* **Materials provided**:

┄┄┄┄┄┄

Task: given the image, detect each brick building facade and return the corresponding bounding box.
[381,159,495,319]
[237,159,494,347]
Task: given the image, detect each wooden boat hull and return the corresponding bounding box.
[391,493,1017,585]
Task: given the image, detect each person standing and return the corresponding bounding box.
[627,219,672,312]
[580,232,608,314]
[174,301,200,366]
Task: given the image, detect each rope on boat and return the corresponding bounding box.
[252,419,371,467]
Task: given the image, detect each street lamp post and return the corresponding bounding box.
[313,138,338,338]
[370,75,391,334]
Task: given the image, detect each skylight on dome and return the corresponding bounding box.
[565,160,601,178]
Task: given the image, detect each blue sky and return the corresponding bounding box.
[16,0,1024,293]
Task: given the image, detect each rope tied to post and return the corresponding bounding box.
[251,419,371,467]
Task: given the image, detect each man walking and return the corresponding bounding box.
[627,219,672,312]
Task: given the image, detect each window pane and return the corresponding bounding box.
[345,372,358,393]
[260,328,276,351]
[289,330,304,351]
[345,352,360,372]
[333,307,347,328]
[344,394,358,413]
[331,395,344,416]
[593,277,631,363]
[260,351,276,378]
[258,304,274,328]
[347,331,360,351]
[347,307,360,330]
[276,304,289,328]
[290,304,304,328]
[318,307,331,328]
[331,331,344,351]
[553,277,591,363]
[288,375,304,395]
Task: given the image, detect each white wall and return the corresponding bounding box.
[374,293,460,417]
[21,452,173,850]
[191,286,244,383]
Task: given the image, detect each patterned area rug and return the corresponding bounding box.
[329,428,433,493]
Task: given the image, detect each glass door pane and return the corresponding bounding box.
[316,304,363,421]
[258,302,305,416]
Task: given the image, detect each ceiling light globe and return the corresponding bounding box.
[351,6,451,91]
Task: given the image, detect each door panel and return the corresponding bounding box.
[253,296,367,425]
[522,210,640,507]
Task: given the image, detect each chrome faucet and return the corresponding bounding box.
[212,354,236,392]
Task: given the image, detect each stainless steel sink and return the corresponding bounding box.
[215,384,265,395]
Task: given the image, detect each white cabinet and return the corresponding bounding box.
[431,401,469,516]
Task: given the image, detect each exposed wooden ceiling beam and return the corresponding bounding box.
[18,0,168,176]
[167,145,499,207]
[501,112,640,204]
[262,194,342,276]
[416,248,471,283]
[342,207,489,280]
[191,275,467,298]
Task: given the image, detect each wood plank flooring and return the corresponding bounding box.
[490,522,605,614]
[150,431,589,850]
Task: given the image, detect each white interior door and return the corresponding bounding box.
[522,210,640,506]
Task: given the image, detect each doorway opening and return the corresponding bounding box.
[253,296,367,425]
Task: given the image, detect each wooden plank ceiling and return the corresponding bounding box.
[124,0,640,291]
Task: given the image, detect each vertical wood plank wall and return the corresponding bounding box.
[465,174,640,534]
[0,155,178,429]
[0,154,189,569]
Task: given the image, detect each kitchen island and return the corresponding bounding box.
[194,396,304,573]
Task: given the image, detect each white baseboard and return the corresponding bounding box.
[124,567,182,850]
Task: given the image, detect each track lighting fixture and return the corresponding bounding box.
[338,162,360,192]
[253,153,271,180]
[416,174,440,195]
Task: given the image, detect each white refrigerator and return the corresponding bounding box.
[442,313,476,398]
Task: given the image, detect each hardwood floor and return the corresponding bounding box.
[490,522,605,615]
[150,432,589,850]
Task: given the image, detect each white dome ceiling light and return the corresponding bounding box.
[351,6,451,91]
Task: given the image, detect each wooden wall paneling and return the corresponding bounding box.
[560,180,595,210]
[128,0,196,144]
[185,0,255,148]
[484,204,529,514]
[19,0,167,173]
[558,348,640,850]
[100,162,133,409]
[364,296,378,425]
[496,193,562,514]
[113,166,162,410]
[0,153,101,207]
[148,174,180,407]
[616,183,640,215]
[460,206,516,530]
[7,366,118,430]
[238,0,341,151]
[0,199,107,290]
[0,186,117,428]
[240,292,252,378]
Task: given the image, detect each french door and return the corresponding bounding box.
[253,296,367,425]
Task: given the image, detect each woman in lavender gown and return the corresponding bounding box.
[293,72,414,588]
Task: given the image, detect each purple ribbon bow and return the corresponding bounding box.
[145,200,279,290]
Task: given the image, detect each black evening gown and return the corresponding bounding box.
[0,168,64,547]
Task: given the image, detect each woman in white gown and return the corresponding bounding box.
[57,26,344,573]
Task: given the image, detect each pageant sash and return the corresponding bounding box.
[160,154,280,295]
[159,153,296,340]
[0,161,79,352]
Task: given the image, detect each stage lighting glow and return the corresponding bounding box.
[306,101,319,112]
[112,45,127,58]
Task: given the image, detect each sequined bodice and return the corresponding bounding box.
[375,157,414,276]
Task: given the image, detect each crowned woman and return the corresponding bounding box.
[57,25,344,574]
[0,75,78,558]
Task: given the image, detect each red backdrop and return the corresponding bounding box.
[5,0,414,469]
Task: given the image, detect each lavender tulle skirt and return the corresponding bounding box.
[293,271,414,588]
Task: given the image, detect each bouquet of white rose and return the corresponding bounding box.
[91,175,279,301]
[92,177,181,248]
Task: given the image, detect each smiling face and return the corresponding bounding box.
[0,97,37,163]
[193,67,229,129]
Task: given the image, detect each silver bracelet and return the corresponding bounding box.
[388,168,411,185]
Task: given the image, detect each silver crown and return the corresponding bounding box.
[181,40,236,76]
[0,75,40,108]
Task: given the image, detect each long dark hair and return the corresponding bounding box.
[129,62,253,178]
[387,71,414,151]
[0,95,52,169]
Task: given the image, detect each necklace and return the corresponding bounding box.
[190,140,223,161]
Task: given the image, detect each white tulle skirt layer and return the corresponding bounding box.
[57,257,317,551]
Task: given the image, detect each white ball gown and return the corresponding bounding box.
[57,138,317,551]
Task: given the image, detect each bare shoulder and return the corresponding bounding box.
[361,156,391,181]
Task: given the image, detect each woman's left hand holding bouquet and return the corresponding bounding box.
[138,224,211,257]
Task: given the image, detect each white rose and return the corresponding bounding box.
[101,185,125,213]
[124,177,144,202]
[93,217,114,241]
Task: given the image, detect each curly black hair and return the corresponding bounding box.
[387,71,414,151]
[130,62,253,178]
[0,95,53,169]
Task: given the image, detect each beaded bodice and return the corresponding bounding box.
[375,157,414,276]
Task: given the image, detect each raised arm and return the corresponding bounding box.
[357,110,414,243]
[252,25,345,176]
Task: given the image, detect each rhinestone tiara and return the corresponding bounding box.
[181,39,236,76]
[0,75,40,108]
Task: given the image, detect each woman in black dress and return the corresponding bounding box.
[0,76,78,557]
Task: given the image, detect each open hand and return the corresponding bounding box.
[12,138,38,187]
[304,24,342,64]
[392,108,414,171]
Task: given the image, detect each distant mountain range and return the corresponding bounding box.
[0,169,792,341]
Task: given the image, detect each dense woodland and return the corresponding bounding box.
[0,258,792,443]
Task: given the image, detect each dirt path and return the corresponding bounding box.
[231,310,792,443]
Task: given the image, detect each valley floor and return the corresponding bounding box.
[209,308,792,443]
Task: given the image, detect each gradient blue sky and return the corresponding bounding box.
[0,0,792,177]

┄┄┄┄┄┄

* **What this task involves**: Convert the listing above into a two-column CSV with the header instruction,response. Give one row for each "Task:" line, with the line's text in instruction and the boxes under it in response, each as one quoted field with line breaks replaced by spaces.

* **Expected answer**:
instruction,response
"Task: given the image, detect each brick building facade and return the corresponding bounding box.","[381,159,495,319] [237,159,494,347]"
"Task: given the image, detect each wooden boat hull and return the corresponding bounding box.","[391,493,1017,585]"
"Task: given the image, detect each person standing and return the corresponding bounding box.","[627,219,672,312] [580,232,608,314] [174,301,200,366]"
"Task: given the image, detect each rope on boat and return the corresponding bounding box.","[252,419,371,467]"
"Task: given the image, detect each street lamp post and return the corresponding bounding box.","[313,138,338,338] [370,75,391,334]"
"Task: given the image, detect each skylight on dome and return the corresponding bounding box.","[565,160,601,178]"
"Task: given the image, detect each blue sky and return the corresponding bounding box.","[16,0,1024,293]"
"Task: given the image, detect each rope tied to post and return the corresponding bounding box.","[251,419,371,467]"
"Task: given the image, detect each man walking and return the corresponding bounding box.","[627,219,672,312]"
"Task: given the image, detect each window pane and return the corresponding bounding box.","[345,372,358,393] [260,328,276,351] [289,330,304,351] [345,352,360,372] [333,307,347,328] [344,394,358,413] [331,395,344,416] [593,277,631,363] [260,351,276,378] [258,304,274,328] [347,331,360,351] [347,307,360,330] [276,304,289,328] [290,304,304,328] [318,307,331,328] [331,331,344,351] [553,277,591,363] [288,375,304,395]"
"Task: given the image, detect each white wall and return the corresponding bounding box.","[374,293,460,417] [21,452,173,850] [191,286,244,383]"
"Task: given the image, detect each patterned area rug and return the corresponding bounding box.","[329,428,433,493]"
"Task: given the image, detect each glass door pane and return the corresponding bounding box.","[316,304,363,421] [258,302,305,416]"
"Task: given the image, detect each ceiling light globe and return the corresponding bounding box.","[351,6,451,91]"
"Task: given the image, detect each door panel and return the corresponding bounding box.","[253,296,367,425] [522,210,640,507]"
"Task: given the image, detect each chrome faucet and return the corresponding bounding box.","[212,354,236,392]"
"Task: given the image, detect each stainless steel sink and return the corresponding bounding box.","[215,384,265,395]"
"Task: given the image, detect each white cabinet and return the corresponding bounding box.","[431,401,469,516]"
"Task: given the image, detect each exposed wooden ceiling beam and return the corresponding bounding box.","[18,0,168,176] [167,145,499,207] [501,112,640,204] [262,194,342,276] [416,248,471,283] [342,207,489,280] [191,275,467,298]"
"Task: given the image, detect each wood plank flooring and return the corresponding bounding box.","[490,522,605,614] [150,431,589,850]"
"Task: given the image, detect each white interior door and return the corresponding bounding box.","[522,210,640,506]"
"Task: given the image, detect each doorway opening and return the corresponding bounding box.","[253,296,367,425]"
"Task: given the image, detect each wooden plank ceiling and return the corresponding bounding box.","[124,0,640,291]"
"Task: given the image, detect each vertical wood plank wall and return the corresponding bounding box.","[465,174,640,534] [0,155,178,429] [0,154,189,569]"
"Task: given the image, detect each kitchen island and return the corresponding bounding box.","[194,396,304,573]"
"Task: given the image, detect each white baseboard and return the corresponding bounding box.","[124,567,182,850]"
"Task: given the image, detect each track lighting fixture and return the corresponding bounding box.","[338,162,360,192] [253,153,271,180] [416,174,440,195]"
"Task: given the image, detect each white refrigerator and return the corresponding bounding box.","[442,313,476,398]"
"Task: given the image, detect each hardwood floor and return the corresponding bounding box.","[490,522,605,615] [150,432,589,850]"
"Task: given the image, detect each white dome ceiling light and return the corresponding bounding box.","[351,6,451,91]"
"Task: given the image, detect each wooden wall paneling and return the corresponding bounding box.","[560,180,595,210] [128,0,196,144] [185,0,255,148] [484,204,529,514] [19,0,167,173] [558,348,640,850] [100,162,133,409] [364,296,378,425] [496,193,562,514] [113,166,162,410] [0,153,101,207] [148,174,180,407] [616,183,640,215] [460,206,516,530] [7,366,118,430] [238,0,341,151] [0,199,107,290] [0,186,117,428] [240,292,252,378]"
"Task: given the image, detect each french door and return the corresponding bounding box.","[253,296,367,425]"
"Task: given the image, detect each woman in lavender gown and return the corresponding bounding box.","[293,72,414,588]"
"Task: given the image, detect each purple ribbon bow and return the corresponding bounding box.","[145,200,279,290]"
"Task: given the image, detect each black evening gown and return the corresponding bounding box.","[0,168,64,547]"
"Task: given the image, detect each woman in white gown and return the corresponding bounding box.","[57,26,344,573]"
"Task: given the image, detect each pageant sash and return the corresponding bounding box.","[160,154,280,295] [159,153,296,340] [0,161,79,352]"
"Task: given the image, detect each stage lighting glow and return the corresponding bounding box.","[306,101,319,112] [112,45,127,58]"
"Task: given the image, detect each sequined bodice and return the corresponding bounding box.","[375,157,414,276]"
"Task: given the image, detect each crowned woman and return the corresponding bounding box.","[57,25,344,574] [0,75,78,558]"
"Task: given the image, detect each red backdrop and return the corresponding bounding box.","[5,0,414,469]"
"Task: given the image, detect each lavender tulle skirt and return the corresponding bounding box.","[293,271,414,588]"
"Task: given the image, detect each bouquet of white rose and return the corresponding bounding box.","[91,175,279,301] [92,177,181,248]"
"Task: given the image, detect each smiling face and return the corresponding bounding box.","[0,97,37,163] [193,67,229,129]"
"Task: given the image, detect each silver bracelet and return the corresponding bounding box.","[388,168,411,185]"
"Task: given the image, detect each silver crown and return the corresponding bounding box.","[181,40,236,76] [0,75,40,108]"
"Task: given the image, detect each long dark hair and return the corresponding bounding box.","[129,62,253,178] [387,71,414,151] [0,95,52,169]"
"Task: given the image, detect each necklace and return the corresponding bounding box.","[190,140,223,161]"
"Task: given the image, detect each white tulle skirt layer and return the corresponding bounding box.","[57,257,317,551]"
"Task: given the image, detect each white ball gown and return the corresponding bounding box.","[57,138,317,551]"
"Task: given the image, detect each bare shoulder and return the corresponding bounding box.","[361,156,391,181]"
"Task: given the image, detect each woman's left hand holding bouquet and return the corresponding bounding box.","[138,224,211,257]"
"Task: given the image, detect each white rose and return the corresponding bounding box.","[101,185,125,213] [124,177,144,202] [93,217,114,241]"
"Task: given the image, detect each curly black hair and return the corresponding bounding box.","[387,71,414,151] [130,62,253,178] [0,95,53,169]"
"Task: given the image, detect each beaded bodice and return the corresponding bounding box.","[375,157,414,276]"
"Task: given the image, detect each raised arm and return the corresponding bounding box.","[357,110,414,243] [252,25,345,176]"
"Task: given the image, detect each rhinestone tiara and return the corresponding bounding box.","[181,39,236,76] [0,75,40,108]"
"Task: given the image, detect each woman in black dress and return the corresponding bounding box.","[0,76,78,557]"
"Task: given the image, detect each open hand and return the corresponding bounding box.","[12,138,38,187] [304,24,342,64] [392,108,414,171]"
"Task: given the image, detect each distant mountain range and return the corresponding bounding box.","[0,169,792,341]"
"Task: given the image, detect each dense woodland and return the corresponding bounding box.","[0,258,792,443]"
"Task: given the image, detect each dirt path and return the corresponding bounding box.","[231,310,792,443]"
"Task: given the image, detect each valley floor and return the corresponding bounding box.","[209,308,792,443]"
"Task: given the image, detect each gradient blue sky and return the corresponding bounding box.","[0,0,792,177]"